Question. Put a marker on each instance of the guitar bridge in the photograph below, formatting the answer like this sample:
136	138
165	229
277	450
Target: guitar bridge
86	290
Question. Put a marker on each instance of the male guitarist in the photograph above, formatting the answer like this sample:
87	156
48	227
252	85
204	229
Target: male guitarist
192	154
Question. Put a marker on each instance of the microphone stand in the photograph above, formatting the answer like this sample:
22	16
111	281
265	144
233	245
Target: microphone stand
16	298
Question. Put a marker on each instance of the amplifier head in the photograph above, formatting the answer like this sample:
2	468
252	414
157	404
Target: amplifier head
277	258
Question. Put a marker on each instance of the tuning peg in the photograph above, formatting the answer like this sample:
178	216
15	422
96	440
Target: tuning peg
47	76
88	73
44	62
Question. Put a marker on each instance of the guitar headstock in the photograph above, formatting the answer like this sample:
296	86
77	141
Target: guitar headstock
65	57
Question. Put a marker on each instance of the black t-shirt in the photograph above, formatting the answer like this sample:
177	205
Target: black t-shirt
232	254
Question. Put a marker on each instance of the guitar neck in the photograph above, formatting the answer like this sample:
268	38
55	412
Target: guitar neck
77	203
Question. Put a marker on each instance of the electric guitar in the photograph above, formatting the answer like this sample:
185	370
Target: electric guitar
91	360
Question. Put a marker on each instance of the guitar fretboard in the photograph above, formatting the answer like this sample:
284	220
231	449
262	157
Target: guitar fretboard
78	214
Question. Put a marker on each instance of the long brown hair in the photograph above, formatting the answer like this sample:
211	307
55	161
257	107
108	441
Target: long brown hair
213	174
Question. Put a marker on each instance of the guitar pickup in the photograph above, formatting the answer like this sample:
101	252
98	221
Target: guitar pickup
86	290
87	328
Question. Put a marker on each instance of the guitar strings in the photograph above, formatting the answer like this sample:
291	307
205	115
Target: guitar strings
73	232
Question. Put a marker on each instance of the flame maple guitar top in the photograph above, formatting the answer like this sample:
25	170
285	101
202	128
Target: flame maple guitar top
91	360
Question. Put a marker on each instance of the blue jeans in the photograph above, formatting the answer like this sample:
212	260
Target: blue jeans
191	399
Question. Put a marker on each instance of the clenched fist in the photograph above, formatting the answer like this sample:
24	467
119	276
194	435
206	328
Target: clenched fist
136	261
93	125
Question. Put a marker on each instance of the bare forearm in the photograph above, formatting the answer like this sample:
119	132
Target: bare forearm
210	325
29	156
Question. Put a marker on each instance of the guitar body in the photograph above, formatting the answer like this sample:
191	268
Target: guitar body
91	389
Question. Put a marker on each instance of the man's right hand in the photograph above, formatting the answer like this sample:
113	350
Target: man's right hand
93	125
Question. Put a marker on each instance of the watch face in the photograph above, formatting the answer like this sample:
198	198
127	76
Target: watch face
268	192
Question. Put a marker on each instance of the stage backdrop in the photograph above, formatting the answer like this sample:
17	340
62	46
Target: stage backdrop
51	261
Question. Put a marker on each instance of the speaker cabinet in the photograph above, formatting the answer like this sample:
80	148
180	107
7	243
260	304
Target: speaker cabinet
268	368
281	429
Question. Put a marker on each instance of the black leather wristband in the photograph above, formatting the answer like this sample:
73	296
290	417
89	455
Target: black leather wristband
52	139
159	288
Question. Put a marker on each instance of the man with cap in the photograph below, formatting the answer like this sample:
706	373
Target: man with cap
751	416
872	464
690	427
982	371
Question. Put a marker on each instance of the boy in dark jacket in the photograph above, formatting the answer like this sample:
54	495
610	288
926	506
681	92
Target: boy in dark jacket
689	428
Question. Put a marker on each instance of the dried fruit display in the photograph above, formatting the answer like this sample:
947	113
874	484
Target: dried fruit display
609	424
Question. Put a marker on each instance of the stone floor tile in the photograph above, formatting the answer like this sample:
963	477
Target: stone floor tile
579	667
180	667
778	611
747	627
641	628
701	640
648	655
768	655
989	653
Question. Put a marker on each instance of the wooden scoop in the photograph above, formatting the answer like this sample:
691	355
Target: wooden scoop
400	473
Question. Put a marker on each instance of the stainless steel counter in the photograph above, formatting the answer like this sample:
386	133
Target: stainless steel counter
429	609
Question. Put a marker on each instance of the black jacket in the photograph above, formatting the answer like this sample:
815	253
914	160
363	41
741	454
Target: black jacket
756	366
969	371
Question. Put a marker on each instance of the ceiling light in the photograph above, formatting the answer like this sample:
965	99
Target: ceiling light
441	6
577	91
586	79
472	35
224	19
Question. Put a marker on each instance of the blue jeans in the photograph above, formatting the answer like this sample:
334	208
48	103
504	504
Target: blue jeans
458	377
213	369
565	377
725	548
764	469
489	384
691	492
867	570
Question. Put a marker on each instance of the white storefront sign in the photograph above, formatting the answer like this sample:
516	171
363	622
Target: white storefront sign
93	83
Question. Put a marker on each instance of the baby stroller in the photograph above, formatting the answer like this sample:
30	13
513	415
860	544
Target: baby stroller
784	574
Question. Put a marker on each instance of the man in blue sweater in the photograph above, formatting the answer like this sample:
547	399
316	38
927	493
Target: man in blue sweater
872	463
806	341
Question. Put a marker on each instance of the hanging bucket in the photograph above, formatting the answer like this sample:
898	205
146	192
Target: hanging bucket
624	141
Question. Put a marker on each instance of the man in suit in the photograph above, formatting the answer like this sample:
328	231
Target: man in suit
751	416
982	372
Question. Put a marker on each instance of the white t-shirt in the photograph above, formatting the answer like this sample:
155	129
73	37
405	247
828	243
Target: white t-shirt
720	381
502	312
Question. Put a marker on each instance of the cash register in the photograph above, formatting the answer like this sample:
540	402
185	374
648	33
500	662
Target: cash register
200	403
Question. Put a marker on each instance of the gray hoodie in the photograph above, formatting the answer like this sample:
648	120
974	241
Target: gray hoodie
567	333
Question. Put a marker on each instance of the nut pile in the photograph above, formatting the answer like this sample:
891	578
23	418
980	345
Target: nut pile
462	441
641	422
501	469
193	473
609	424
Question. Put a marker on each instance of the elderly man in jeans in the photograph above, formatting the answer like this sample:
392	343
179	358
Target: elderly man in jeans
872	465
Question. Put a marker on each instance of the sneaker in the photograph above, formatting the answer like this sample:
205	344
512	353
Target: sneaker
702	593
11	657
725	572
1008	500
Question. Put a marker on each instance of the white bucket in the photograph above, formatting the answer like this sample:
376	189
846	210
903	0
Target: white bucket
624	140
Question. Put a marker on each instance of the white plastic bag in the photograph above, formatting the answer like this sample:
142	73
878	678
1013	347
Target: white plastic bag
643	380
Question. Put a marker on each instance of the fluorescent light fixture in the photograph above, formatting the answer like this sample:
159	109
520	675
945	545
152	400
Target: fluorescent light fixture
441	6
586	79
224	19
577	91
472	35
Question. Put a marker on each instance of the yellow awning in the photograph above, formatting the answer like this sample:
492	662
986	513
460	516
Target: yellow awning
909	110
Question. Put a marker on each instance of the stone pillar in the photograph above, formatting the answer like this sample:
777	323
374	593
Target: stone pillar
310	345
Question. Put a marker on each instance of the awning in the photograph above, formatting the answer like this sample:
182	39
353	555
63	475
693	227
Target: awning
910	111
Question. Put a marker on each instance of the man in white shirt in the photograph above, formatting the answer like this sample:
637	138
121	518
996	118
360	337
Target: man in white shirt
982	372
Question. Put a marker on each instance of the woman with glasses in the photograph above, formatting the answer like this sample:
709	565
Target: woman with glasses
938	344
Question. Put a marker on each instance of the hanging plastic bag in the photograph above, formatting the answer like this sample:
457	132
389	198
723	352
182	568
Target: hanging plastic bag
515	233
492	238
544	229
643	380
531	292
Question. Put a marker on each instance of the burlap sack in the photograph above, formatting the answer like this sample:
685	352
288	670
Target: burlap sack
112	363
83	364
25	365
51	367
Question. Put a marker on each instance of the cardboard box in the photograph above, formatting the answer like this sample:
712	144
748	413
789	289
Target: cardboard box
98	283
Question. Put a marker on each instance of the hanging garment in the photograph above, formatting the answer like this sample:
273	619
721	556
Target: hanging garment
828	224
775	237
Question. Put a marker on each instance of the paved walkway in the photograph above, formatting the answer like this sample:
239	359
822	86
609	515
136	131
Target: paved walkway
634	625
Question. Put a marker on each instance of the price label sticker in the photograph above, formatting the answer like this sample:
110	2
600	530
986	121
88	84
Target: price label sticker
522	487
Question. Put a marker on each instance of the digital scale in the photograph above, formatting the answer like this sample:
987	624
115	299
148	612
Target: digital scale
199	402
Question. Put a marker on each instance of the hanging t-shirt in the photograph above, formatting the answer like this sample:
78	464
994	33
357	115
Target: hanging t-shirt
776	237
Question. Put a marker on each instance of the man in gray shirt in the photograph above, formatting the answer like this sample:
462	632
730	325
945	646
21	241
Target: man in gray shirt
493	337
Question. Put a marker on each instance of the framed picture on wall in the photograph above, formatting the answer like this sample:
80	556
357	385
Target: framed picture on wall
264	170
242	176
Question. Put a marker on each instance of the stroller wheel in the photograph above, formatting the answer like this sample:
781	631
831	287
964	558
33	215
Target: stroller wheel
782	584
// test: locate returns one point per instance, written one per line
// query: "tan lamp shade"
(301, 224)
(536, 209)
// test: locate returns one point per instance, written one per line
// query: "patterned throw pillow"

● ● ● ● ● ● ●

Goal: Copy the records verbatim from the line containing "Question. Put a marker on each instance of the framed" through the final line of the records, including both of those lines.

Solution to the exercise:
Question. Put a marker on each instance of the framed picture on wall in the photograph above, formatting the answer like this sample:
80	556
357	385
Target: framed picture on wall
264	170
242	176
Question. Put a marker on each instance of the stroller wheel in the photograph above, formatting the answer like this sample:
781	631
831	287
964	558
33	215
Target: stroller wheel
782	584
// test: locate returns one point per instance, written one per line
// query: "tan lamp shade"
(301, 224)
(536, 209)
// test: locate returns one point per instance, written one per line
// query: "patterned throw pillow"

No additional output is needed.